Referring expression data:
┌──

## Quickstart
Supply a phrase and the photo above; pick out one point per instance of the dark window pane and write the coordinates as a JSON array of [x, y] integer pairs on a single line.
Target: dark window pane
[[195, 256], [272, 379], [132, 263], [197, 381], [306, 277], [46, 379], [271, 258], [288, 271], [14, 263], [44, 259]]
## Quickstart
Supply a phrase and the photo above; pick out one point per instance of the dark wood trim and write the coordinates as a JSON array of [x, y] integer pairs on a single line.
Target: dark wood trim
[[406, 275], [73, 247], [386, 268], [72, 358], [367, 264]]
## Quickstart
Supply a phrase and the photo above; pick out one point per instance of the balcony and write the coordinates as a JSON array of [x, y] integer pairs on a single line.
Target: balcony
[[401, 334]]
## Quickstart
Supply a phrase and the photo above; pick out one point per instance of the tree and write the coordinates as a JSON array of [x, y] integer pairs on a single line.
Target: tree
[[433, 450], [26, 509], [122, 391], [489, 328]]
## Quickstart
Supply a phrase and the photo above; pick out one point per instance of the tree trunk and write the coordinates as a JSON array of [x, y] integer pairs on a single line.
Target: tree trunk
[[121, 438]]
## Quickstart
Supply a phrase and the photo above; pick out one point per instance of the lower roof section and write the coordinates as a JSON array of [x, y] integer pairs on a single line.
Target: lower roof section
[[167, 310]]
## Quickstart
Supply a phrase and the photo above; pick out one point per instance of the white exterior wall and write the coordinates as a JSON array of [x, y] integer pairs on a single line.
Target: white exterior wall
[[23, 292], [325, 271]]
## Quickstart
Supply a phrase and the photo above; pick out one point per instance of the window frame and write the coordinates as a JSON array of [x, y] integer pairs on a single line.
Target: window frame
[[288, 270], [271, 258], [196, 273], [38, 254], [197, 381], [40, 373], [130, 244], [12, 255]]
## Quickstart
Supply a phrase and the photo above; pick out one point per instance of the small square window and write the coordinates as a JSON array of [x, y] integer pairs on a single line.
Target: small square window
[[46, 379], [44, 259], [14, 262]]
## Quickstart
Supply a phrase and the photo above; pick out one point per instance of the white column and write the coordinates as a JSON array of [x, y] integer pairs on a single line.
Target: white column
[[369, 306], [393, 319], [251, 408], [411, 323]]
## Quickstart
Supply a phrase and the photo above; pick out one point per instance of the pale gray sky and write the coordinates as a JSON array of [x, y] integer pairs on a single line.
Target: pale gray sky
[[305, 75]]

└──

Transcribe exactly, and only, the lines that extend from the one containing "the white exterior" to the end of the records above, inclusive of both.

Supply a phrase and the photo above; pick out one point per instance of the white exterior wall and write the coordinates as a JSON array of [x, y] integer pairs on a single line.
Target: white exterior wall
[[23, 292], [325, 271]]
## Quickstart
Supply a phrase and the photo above; pick out one point per instance of the window frame and write the coordinates as a JSON array of [x, y] integer pairs on a single line.
Target: window frame
[[288, 270], [271, 258], [196, 273], [38, 254], [197, 381], [40, 373], [130, 244], [12, 255]]
## Quickstart
Supply a phrase and the photo above; pick out one point per instance of the small square window and write the coordinates as a JSON array of [x, y] integer pairs on a single line.
Target: small square window
[[46, 379], [44, 259], [14, 262]]
## Quickstart
Supply a phrase and the photo above; pick out one point per instance of the white column and write the coordinates as a JSON array of [x, y] integer pairs on a single line.
Target: white column
[[369, 306], [393, 319], [251, 408], [411, 323]]
## Quickstart
Supply a phrase and the photo above; pick out one point per instance of the pale gray sky and write the coordinates as a JSON array of [x, y] integer pairs on a single line.
Target: pale gray sky
[[305, 75]]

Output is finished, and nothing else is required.